--- Extracted data ---

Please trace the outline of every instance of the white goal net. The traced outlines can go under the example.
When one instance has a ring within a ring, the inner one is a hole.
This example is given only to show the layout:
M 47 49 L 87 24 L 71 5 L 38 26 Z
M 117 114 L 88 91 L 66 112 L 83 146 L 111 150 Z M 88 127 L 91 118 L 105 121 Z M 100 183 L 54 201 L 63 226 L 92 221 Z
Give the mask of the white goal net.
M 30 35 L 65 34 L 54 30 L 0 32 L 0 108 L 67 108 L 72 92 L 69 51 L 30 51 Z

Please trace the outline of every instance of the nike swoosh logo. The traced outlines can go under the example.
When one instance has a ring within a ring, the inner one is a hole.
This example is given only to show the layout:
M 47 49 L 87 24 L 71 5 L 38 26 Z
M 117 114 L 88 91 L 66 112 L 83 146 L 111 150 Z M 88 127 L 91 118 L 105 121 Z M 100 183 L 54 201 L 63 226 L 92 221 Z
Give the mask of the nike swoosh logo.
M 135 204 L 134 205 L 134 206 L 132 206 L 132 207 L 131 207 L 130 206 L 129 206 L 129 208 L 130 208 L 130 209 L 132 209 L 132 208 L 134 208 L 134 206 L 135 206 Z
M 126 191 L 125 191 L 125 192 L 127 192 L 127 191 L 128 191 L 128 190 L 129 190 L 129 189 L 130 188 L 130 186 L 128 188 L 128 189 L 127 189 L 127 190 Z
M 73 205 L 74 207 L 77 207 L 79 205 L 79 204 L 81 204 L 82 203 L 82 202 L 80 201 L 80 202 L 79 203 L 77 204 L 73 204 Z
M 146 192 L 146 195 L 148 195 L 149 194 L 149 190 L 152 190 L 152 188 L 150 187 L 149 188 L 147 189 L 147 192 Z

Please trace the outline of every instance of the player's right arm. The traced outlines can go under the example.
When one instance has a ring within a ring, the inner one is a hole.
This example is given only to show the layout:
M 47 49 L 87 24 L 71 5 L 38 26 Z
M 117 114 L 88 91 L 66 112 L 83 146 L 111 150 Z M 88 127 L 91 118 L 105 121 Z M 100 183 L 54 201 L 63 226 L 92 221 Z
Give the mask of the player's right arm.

---

Your instructions: Rewrite all of the records above, replacing "instance" with "occurrence" wherever it occurs and leaving everything else unchanged.

Task solution:
Please trace the outline of every occurrence of the white goal net. The traced outlines can go under the example.
When one occurrence has a ring within a ring, the inner one is a hole.
This example is given only to show the layout:
M 47 49 L 87 24 L 71 5 L 38 26 Z
M 117 114 L 88 91 L 66 112 L 83 146 L 111 150 Z M 88 127 L 91 118 L 105 121 Z M 100 183 L 54 201 L 63 226 L 92 221 Z
Give the mask of the white goal net.
M 30 35 L 65 34 L 54 30 L 0 32 L 0 108 L 67 108 L 72 92 L 69 51 L 30 51 Z

Please trace the outline of every occurrence of the nike swoosh logo. The traced outlines can go under the example.
When one occurrence has a ring within a ring, the inner one is a hole.
This example is given only to show the layout:
M 47 49 L 87 24 L 71 5 L 38 26 Z
M 117 114 L 88 91 L 66 112 L 83 146 L 111 150 Z M 88 127 L 91 118 L 105 121 Z M 100 183 L 54 201 L 63 226 L 92 221 Z
Give the mask of the nike swoosh logo.
M 135 204 L 134 205 L 134 206 L 132 206 L 132 207 L 131 207 L 130 206 L 129 206 L 129 208 L 130 208 L 130 209 L 132 209 L 132 208 L 134 208 L 134 206 L 135 206 Z
M 126 191 L 125 191 L 125 192 L 127 192 L 127 191 L 128 191 L 128 190 L 129 190 L 129 189 L 130 188 L 130 186 L 128 188 L 128 189 L 127 189 L 127 190 Z
M 73 205 L 74 207 L 77 207 L 79 205 L 79 204 L 81 204 L 82 203 L 82 202 L 80 201 L 80 202 L 79 203 L 77 204 L 73 204 Z
M 146 192 L 146 195 L 148 195 L 149 194 L 149 190 L 152 190 L 152 188 L 150 187 L 149 188 L 147 189 L 147 192 Z

Please trace the outline of every occurrence of the player's right arm. The traced outlines can go under the example.
When one occurrence has a ring within a ring, the inner one is a hole.
This example is given only to show the layout:
M 47 49 L 87 24 L 71 5 L 38 26 Z
M 117 114 L 88 91 L 66 112 L 83 146 L 111 150 Z M 88 127 L 91 118 L 105 121 Z M 100 183 L 54 201 L 63 226 L 92 221 Z
Give the mask of the player's right arm.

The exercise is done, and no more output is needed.